Given exercise - Transcribe the records below word for word, from the line that contains "Can you see the gray" through the line that contains "column 267, row 170", inclusive.

Information shown -
^^^^

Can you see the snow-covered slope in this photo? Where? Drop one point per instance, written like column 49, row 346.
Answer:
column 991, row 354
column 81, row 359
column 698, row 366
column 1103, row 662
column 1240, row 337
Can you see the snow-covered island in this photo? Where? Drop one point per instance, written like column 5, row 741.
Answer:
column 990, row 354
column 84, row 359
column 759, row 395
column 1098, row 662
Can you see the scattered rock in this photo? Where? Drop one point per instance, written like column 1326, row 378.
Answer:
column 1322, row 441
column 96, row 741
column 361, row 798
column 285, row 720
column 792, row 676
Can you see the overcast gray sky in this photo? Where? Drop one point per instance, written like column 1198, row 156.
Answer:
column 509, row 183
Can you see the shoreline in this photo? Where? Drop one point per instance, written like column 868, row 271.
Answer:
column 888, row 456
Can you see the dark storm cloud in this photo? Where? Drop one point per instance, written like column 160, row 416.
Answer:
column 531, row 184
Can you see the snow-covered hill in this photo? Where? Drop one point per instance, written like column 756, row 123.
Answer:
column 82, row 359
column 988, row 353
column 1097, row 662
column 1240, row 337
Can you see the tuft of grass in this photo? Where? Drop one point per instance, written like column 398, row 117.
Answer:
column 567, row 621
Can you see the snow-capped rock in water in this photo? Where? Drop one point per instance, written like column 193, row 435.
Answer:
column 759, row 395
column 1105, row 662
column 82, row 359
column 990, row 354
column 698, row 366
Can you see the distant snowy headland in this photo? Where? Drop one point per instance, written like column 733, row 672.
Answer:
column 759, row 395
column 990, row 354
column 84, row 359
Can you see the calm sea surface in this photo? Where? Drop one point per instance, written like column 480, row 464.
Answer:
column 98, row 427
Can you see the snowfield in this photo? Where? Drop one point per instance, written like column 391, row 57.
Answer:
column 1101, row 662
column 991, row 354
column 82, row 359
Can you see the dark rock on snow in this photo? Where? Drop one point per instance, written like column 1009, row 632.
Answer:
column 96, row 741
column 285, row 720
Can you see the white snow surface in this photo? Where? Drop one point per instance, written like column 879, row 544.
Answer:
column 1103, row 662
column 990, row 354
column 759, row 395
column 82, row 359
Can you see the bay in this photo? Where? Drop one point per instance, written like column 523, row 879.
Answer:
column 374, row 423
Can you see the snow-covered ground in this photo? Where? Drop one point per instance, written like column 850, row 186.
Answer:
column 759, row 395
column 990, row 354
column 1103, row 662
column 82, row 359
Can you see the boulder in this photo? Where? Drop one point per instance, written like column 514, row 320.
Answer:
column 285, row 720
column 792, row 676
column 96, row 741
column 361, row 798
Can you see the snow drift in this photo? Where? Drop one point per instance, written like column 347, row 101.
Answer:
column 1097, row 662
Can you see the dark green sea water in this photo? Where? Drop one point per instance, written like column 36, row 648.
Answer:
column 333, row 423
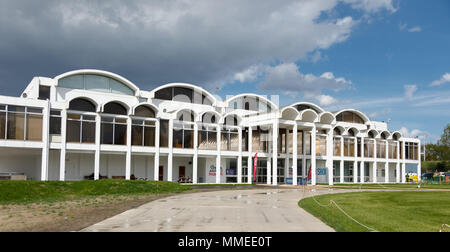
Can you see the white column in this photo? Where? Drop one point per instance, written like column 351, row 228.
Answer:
column 355, row 162
column 45, row 140
column 313, row 156
column 128, row 154
column 239, row 166
column 374, row 166
column 218, row 155
column 330, row 156
column 362, row 161
column 397, row 165
column 403, row 163
column 294, row 154
column 341, row 163
column 288, row 156
column 275, row 133
column 98, row 123
column 386, row 164
column 250, row 156
column 156, row 159
column 170, row 156
column 195, row 157
column 62, row 157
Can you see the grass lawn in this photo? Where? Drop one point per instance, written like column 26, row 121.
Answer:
column 384, row 211
column 22, row 192
column 393, row 186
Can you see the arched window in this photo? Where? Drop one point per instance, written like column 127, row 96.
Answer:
column 349, row 117
column 115, row 108
column 81, row 104
column 144, row 111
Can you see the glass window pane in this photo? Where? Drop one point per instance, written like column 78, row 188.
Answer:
column 107, row 133
column 2, row 125
column 96, row 83
column 16, row 124
column 149, row 136
column 74, row 81
column 164, row 133
column 73, row 131
column 88, row 134
column 120, row 134
column 120, row 88
column 136, row 135
column 34, row 127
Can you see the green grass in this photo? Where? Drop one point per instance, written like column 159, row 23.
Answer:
column 394, row 186
column 384, row 211
column 18, row 192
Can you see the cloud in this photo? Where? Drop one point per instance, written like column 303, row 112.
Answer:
column 409, row 91
column 287, row 77
column 326, row 100
column 415, row 29
column 444, row 79
column 154, row 42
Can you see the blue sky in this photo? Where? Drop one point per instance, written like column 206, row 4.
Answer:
column 408, row 47
column 387, row 58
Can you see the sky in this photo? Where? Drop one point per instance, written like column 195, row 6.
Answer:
column 389, row 59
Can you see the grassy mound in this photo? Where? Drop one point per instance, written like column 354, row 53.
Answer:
column 383, row 211
column 12, row 192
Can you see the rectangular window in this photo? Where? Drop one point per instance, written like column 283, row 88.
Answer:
column 55, row 122
column 164, row 133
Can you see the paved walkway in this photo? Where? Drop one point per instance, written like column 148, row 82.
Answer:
column 259, row 210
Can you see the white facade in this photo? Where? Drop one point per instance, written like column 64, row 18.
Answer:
column 95, row 124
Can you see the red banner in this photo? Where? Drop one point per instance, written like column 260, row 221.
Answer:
column 255, row 165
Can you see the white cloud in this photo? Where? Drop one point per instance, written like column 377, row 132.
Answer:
column 288, row 78
column 415, row 29
column 199, row 41
column 326, row 100
column 444, row 79
column 409, row 91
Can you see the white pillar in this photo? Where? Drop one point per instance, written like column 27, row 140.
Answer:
column 374, row 167
column 397, row 165
column 329, row 162
column 156, row 159
column 341, row 163
column 128, row 154
column 62, row 157
column 355, row 162
column 218, row 155
column 170, row 156
column 45, row 140
column 239, row 166
column 195, row 157
column 362, row 161
column 294, row 154
column 313, row 156
column 98, row 123
column 250, row 156
column 386, row 164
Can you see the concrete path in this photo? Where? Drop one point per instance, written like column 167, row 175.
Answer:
column 259, row 210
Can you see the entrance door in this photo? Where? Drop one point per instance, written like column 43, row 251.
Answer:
column 161, row 173
column 182, row 172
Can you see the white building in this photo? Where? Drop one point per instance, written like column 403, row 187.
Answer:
column 95, row 124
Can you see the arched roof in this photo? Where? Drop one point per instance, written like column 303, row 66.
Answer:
column 308, row 115
column 147, row 104
column 359, row 113
column 186, row 85
column 238, row 117
column 326, row 118
column 309, row 104
column 289, row 113
column 114, row 76
column 270, row 103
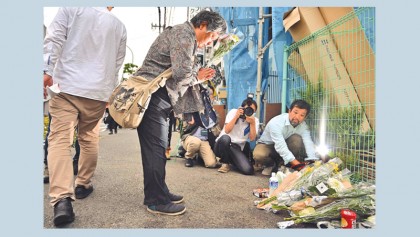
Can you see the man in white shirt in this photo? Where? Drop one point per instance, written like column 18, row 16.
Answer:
column 231, row 145
column 286, row 139
column 83, row 51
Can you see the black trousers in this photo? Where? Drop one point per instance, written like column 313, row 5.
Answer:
column 231, row 153
column 153, row 137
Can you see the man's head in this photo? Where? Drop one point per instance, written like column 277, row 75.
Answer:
column 298, row 112
column 209, row 25
column 249, row 102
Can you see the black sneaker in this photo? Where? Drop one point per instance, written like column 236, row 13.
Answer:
column 63, row 212
column 176, row 198
column 82, row 192
column 189, row 163
column 170, row 209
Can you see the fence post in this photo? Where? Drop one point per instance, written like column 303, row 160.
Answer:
column 284, row 81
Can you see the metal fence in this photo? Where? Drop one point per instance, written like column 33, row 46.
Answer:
column 334, row 70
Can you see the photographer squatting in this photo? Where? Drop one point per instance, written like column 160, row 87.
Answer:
column 231, row 145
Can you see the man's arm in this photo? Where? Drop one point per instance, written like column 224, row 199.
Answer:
column 308, row 143
column 280, row 144
column 231, row 119
column 121, row 53
column 253, row 127
column 54, row 40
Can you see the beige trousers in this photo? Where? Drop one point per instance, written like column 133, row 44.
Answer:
column 67, row 112
column 194, row 145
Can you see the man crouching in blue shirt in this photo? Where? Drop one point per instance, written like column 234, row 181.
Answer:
column 286, row 140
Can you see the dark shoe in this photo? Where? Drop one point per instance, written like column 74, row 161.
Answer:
column 176, row 198
column 189, row 163
column 170, row 209
column 75, row 167
column 82, row 192
column 63, row 212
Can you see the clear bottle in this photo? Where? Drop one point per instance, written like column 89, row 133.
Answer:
column 273, row 184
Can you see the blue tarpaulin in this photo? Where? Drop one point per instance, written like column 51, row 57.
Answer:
column 241, row 65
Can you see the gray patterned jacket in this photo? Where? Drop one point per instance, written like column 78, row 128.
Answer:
column 176, row 47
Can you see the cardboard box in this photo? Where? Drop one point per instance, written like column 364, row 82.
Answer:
column 222, row 93
column 320, row 57
column 356, row 53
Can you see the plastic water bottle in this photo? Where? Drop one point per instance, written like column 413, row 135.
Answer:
column 273, row 183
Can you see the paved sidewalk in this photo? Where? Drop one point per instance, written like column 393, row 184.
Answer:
column 213, row 199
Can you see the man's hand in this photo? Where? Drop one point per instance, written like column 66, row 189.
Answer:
column 239, row 112
column 297, row 165
column 48, row 81
column 250, row 119
column 205, row 74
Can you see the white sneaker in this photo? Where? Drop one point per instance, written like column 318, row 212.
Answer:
column 224, row 169
column 267, row 170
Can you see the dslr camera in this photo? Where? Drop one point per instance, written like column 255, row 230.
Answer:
column 246, row 106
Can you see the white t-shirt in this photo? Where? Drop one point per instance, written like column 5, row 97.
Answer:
column 84, row 49
column 240, row 132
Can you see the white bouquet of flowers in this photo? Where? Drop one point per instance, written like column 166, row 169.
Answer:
column 224, row 45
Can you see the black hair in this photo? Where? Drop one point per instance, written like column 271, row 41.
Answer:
column 301, row 104
column 249, row 102
column 213, row 20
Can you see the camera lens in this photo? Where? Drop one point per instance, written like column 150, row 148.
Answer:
column 248, row 111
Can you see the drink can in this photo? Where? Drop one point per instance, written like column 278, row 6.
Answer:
column 348, row 219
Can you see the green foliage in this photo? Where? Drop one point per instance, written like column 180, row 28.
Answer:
column 343, row 125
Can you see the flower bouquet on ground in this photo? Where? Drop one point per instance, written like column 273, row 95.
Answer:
column 224, row 45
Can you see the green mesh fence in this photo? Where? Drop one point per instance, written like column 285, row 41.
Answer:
column 334, row 70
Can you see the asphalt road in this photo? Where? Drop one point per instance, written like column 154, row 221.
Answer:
column 212, row 199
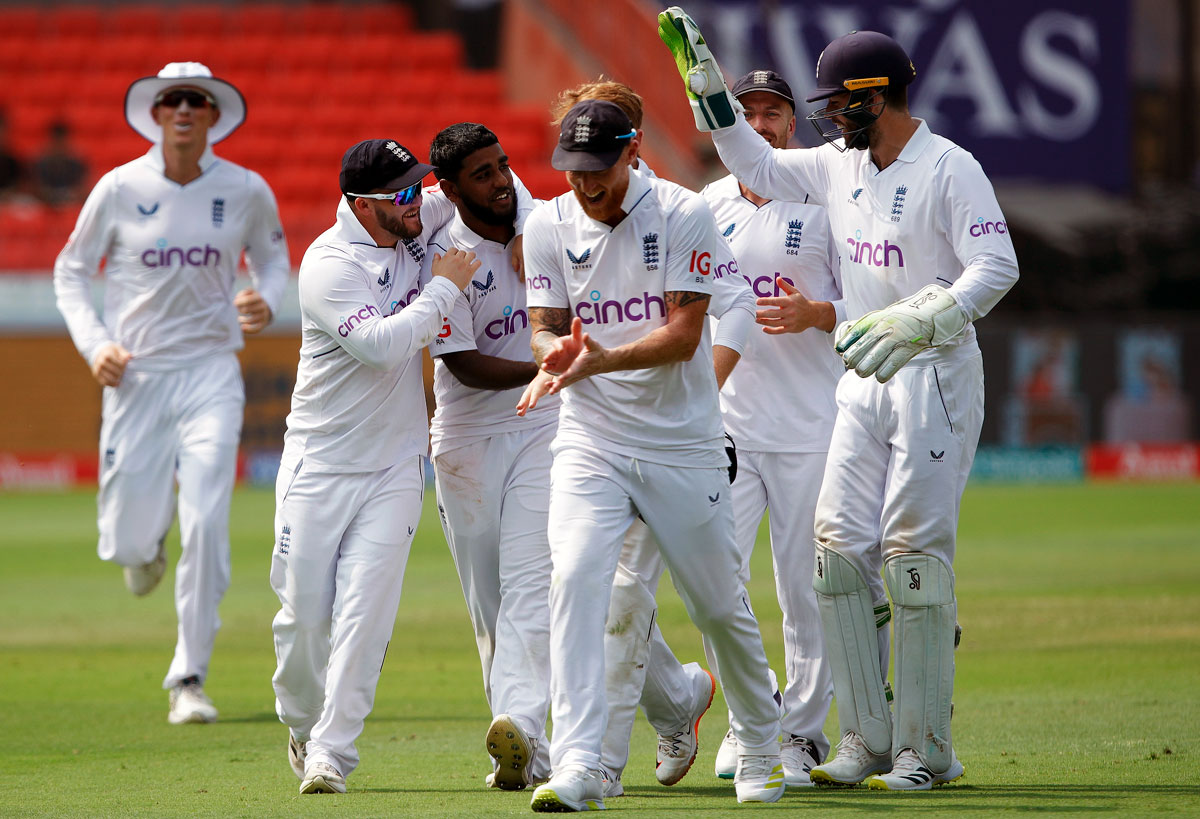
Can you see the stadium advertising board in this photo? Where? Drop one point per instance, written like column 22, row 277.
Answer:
column 1036, row 89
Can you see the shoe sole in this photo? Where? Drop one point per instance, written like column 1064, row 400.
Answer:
column 695, row 733
column 318, row 784
column 511, row 751
column 547, row 801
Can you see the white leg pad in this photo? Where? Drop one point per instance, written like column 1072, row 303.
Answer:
column 847, row 615
column 923, row 592
column 627, row 652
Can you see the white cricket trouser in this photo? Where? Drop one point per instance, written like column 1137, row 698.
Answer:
column 493, row 495
column 594, row 497
column 341, row 544
column 787, row 484
column 899, row 461
column 898, row 464
column 159, row 428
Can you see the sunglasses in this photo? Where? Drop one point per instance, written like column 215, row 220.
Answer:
column 177, row 97
column 401, row 197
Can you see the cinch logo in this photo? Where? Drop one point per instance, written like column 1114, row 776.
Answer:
column 983, row 228
column 513, row 322
column 400, row 304
column 612, row 311
column 161, row 256
column 726, row 269
column 357, row 318
column 876, row 256
column 766, row 286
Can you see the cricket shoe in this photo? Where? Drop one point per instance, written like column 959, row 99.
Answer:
column 322, row 778
column 852, row 764
column 799, row 754
column 911, row 773
column 760, row 778
column 297, row 753
column 571, row 789
column 513, row 749
column 727, row 757
column 143, row 579
column 677, row 749
column 190, row 704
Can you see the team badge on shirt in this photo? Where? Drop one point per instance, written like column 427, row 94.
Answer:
column 792, row 239
column 581, row 261
column 898, row 202
column 651, row 251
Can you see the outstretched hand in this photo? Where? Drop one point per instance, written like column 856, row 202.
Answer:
column 573, row 358
column 793, row 312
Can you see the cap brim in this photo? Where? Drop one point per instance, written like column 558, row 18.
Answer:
column 139, row 101
column 565, row 160
column 411, row 177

^^^^

Task response -
Can you see the gray patterned jacket in this photo? Where? Drop one point per instance, written like column 78, row 128.
Answer:
column 176, row 47
Can you see the cardboard box in this photo? Where? Drop one point per instance, written like column 364, row 82.
Answer:
column 222, row 93
column 320, row 57
column 356, row 53
Can you see the plastic water bottle in this photo? Where? Drop one point per instance, written like column 413, row 135.
Answer:
column 273, row 183
Can you see the paved sidewalk in this photo? Where? Drop one point per instance, written like column 393, row 184.
Answer:
column 213, row 199
Can you see the man's hand in this photo? Where? Drop one point per instance, written like column 66, row 189.
Answer:
column 239, row 112
column 297, row 165
column 48, row 81
column 250, row 119
column 205, row 74
Can you see the white sneaker in this photo? Where? Drop one point per instance, written like column 318, row 212.
Answer:
column 224, row 169
column 267, row 170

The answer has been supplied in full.